### WHAT NEEDS TO BE DONE
Each of the entries below needs to be given again exactly.

Dataset items
• • • • •
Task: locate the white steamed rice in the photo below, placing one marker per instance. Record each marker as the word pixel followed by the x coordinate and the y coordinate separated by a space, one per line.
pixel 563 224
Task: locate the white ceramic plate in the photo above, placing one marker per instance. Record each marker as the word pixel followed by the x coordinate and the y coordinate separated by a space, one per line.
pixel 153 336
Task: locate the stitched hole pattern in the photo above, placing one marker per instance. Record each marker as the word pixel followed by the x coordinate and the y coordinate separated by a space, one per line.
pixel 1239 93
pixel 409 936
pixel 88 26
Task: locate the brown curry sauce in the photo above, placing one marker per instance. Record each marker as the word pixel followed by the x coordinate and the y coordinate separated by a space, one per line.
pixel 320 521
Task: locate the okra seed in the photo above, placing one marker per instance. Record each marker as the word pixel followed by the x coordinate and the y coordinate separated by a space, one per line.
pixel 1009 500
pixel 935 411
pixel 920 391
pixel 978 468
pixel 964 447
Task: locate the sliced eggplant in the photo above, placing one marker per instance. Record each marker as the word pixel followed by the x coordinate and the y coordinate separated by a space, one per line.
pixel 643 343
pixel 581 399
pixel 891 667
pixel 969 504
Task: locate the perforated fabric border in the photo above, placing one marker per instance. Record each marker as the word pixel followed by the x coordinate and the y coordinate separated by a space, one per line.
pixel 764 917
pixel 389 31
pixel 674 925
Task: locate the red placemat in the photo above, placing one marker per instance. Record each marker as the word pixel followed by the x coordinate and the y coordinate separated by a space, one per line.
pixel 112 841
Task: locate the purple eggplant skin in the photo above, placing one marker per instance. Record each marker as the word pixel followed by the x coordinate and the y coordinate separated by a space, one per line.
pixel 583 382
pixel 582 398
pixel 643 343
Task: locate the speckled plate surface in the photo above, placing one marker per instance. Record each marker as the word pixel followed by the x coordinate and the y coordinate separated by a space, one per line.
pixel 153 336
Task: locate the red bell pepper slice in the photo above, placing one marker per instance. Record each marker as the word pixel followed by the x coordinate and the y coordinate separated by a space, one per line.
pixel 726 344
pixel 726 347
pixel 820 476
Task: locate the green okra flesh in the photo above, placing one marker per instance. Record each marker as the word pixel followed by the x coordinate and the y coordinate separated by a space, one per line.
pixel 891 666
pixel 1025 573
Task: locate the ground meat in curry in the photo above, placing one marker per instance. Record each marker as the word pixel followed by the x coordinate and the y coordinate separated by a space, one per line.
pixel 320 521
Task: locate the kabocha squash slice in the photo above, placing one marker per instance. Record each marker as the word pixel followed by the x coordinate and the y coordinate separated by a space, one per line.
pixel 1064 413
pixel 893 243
• • • • •
### EXERCISE ANSWER
Task: locate the white steamed rice in the photo below, placing one marker per instance. Record each marker as the word pixel followed by the x coordinate and the y coordinate separated by a space, one per line.
pixel 563 224
Task: locate the white ceramic plate in the photo above, placing one marker per instance. Record each marker as the word pixel followed by the x coordinate and the y coordinate separated by a space, one per line.
pixel 153 336
Task: locate the stitched hole pattern in the photo above, placing one marker per instance. Record each marker as the word pixel followed by the x coordinate and the y coordinate separated by a space, one per line.
pixel 1239 93
pixel 409 936
pixel 88 26
Task: locate the brown curry sauce in the photo above, placing one marker per instance. Record each marker as the word pixel followed by the x coordinate and the y coordinate separated by a space, one per line.
pixel 320 521
Task: locate the okra seed in the photo above, placing one marker per instance. Record each marker as the word pixel followed by the x coordinate and the y coordinate separated by a space, one per line.
pixel 1009 500
pixel 935 411
pixel 920 391
pixel 978 468
pixel 964 447
Task: locate the sliced eggplant in the photo above, placing one marker per instance. Record each marker as the word pixel followed by the x coordinate and the y coordinate separated by a space, one per line.
pixel 643 343
pixel 581 399
pixel 891 667
pixel 969 504
Task: locate the perforated fabric border in the photo above, placing one marker per instance. Record each marker as the word pixel followed by the x coordinate and the y coordinate separated by a space, one per line.
pixel 764 917
pixel 389 31
pixel 674 925
Task: locate the red placemat in the photo above, placing one marker per instance. Record each marker as the word pixel followed by the x coordinate and the y coordinate separated by a space, one per line.
pixel 112 841
Task: locate the purple eggplant skin in the photo above, placing one marker per instance. Record each marker as the word pixel followed by the x coordinate and the y coordinate separated by a space, one per line.
pixel 583 382
pixel 582 398
pixel 643 343
Task: locate the speckled plate surface in the photo above, placing one marker per instance. Record each marker as the word pixel followed by the x coordinate and the y coordinate separated by a space, one per line.
pixel 153 336
Task: locate the red bell pepper slice in the photo above, placing one marker per instance. Record each marker as the word pixel followed by the x coordinate and the y coordinate separated by a space, one per line.
pixel 726 344
pixel 726 347
pixel 820 476
Task: locate the green okra flesh in the photo above, placing one marker per instance. Record each marker as the word pixel followed by the x coordinate and the y coordinate separated by a space, one per line.
pixel 891 666
pixel 1025 573
Task: locate the ground meat in curry in the photo above, placing one marker per instance. Record each marker as the word pixel followed by the x coordinate and the y coordinate separated by a space, one per line.
pixel 320 521
Task: locate the kabocha squash slice in the photo above, placing one marker per instance. Record each marker as the word pixel followed by the x coordinate and the y coordinate separated by a space, one per line.
pixel 1064 413
pixel 893 243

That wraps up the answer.